Task to carry out. Please transcribe exactly, and only, the lines of the data below between the line holding "Query: steel rail" and the line holding "Query: catenary wire", inclusive.

Exercise materials.
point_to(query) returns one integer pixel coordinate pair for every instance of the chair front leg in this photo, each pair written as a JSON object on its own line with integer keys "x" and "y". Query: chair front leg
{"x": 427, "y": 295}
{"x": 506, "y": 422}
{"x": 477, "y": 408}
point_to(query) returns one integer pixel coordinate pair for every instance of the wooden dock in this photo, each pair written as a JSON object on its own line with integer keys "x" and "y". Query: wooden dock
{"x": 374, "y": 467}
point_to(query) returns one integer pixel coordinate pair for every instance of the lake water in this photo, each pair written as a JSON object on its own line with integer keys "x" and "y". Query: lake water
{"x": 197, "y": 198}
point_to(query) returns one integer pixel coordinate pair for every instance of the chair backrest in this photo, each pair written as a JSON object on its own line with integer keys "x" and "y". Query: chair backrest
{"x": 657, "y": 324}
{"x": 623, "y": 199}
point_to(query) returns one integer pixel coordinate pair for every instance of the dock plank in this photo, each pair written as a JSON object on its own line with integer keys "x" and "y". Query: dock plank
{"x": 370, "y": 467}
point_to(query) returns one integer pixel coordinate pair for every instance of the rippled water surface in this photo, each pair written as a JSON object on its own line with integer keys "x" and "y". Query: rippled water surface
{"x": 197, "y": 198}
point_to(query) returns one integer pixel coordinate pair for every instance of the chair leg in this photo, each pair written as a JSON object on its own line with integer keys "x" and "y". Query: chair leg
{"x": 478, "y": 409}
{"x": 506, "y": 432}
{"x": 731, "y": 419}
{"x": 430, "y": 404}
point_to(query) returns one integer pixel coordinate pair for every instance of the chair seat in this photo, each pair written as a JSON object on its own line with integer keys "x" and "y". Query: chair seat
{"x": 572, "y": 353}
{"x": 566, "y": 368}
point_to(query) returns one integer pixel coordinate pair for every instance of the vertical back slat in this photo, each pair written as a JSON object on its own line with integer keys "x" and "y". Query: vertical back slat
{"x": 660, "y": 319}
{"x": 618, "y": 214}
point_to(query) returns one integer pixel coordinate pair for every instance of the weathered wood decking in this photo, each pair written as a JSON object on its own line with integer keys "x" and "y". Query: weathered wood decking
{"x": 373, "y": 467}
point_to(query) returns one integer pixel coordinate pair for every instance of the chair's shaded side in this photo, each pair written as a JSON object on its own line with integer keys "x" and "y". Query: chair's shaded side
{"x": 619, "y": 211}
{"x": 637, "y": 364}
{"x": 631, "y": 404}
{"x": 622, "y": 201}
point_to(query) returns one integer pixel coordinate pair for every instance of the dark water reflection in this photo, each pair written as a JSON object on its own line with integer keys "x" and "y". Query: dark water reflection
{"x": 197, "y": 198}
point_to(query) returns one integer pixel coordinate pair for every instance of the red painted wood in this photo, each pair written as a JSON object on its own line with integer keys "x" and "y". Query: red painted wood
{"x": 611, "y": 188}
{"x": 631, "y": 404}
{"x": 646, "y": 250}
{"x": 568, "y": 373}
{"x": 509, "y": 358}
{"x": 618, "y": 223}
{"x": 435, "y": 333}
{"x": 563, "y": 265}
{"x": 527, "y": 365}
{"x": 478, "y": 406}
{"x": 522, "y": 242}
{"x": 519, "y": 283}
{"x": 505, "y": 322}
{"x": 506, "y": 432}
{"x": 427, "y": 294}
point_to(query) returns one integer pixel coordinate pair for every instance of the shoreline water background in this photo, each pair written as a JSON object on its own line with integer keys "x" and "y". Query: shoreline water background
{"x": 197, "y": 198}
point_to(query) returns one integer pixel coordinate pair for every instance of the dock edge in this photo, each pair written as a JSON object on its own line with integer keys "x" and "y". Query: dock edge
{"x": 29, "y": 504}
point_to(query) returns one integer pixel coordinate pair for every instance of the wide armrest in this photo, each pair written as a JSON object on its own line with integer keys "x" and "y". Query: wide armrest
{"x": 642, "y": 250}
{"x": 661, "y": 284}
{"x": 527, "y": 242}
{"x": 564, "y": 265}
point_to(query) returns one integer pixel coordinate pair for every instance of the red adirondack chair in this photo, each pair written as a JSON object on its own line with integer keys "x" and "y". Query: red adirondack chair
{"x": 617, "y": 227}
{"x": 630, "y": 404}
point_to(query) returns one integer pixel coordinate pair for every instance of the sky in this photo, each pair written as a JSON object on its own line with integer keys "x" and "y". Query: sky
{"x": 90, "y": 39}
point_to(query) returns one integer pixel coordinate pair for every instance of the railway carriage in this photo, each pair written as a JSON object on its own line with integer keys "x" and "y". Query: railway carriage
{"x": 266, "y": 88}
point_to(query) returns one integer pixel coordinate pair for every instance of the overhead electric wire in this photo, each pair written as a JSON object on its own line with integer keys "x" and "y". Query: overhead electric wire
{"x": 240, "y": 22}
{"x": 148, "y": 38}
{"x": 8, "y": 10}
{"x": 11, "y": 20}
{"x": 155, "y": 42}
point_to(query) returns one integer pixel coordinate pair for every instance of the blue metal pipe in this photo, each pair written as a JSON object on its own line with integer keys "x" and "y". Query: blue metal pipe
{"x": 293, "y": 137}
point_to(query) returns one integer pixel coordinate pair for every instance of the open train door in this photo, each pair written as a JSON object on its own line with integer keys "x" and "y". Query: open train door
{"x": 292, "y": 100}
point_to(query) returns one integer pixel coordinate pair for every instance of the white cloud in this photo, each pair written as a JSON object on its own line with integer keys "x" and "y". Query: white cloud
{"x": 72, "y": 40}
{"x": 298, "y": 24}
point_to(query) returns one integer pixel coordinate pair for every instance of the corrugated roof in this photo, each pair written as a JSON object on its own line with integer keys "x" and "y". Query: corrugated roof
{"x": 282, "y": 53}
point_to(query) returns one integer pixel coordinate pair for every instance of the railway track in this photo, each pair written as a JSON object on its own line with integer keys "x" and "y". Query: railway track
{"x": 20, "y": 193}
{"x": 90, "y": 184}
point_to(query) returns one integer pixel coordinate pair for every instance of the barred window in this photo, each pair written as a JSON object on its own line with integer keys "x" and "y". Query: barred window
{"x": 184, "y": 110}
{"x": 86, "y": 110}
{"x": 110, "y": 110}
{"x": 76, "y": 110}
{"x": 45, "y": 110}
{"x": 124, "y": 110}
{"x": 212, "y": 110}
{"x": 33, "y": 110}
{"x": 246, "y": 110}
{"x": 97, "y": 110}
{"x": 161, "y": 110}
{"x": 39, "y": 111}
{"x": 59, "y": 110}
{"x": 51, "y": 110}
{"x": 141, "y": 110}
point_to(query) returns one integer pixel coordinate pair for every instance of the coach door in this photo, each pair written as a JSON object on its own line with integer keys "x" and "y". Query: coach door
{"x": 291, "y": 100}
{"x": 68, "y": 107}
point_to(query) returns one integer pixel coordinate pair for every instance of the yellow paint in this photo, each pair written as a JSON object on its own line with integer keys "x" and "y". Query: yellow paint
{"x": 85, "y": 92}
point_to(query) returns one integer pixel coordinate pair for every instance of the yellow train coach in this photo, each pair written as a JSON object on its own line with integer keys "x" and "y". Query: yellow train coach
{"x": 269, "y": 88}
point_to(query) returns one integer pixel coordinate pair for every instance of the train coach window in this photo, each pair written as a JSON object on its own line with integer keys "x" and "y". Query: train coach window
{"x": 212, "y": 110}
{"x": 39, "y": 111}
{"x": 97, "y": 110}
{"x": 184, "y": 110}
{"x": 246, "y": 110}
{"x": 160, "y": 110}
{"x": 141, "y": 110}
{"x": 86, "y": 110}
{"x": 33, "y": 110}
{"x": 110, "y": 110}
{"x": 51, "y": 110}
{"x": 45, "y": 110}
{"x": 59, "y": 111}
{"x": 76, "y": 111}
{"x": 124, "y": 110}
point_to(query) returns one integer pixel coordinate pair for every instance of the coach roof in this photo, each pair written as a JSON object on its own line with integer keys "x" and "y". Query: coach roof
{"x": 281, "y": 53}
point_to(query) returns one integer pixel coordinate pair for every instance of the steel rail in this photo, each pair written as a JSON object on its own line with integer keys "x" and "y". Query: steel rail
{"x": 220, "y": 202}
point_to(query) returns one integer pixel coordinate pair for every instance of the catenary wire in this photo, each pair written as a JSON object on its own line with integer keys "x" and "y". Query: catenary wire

==

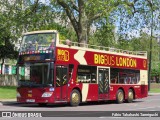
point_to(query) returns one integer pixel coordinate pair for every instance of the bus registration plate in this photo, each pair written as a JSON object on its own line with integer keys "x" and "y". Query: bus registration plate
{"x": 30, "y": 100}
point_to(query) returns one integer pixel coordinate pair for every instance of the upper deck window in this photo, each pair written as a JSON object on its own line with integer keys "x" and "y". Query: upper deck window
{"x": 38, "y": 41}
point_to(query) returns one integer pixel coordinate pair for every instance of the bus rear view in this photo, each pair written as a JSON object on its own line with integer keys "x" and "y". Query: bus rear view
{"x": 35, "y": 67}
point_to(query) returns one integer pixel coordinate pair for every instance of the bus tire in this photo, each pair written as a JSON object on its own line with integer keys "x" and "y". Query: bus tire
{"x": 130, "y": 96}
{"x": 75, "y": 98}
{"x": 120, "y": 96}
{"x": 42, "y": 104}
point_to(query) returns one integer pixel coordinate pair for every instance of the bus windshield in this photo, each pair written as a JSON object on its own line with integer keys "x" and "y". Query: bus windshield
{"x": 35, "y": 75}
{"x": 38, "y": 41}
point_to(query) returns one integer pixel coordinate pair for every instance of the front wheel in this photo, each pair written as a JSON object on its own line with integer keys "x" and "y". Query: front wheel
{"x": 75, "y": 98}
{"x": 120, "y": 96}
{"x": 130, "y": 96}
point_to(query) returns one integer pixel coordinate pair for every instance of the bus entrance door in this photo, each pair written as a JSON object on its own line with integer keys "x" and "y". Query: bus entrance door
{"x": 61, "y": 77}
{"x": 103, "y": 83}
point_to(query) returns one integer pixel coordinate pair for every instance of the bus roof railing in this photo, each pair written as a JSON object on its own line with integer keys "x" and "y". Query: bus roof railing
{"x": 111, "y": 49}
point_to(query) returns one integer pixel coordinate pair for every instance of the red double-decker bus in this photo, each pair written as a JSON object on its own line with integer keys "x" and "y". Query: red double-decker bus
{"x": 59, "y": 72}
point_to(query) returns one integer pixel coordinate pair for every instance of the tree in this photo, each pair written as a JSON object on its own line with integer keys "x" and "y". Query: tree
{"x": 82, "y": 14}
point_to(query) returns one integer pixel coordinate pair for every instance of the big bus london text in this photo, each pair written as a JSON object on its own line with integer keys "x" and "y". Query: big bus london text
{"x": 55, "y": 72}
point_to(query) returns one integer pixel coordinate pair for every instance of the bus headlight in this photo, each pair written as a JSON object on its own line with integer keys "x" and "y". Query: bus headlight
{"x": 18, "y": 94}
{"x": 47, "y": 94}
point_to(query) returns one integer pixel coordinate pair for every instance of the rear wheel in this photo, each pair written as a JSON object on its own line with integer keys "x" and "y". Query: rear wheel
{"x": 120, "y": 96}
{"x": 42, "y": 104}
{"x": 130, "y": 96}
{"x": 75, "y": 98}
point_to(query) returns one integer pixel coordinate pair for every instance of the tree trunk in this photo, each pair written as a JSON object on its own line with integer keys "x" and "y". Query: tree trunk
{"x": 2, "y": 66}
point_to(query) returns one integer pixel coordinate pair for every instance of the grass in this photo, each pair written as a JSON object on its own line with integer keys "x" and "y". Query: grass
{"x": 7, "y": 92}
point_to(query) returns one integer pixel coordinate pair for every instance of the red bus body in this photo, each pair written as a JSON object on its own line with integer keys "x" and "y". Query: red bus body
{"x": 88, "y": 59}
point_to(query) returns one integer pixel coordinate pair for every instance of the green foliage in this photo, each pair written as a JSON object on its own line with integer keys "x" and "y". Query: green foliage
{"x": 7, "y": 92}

Problem solution.
point_to(query) returns one integer pixel coordinate pair for every instance of the steel rail in this photo, each pair written as a JSON object on its own line with integer keys "x" and "y". Query: steel rail
{"x": 220, "y": 202}
point_to(query) returns one integer pixel coordinate pair for every instance of the catenary wire in this photo, each pair written as a JSON object on its own line with integer keys "x" and "y". Query: catenary wire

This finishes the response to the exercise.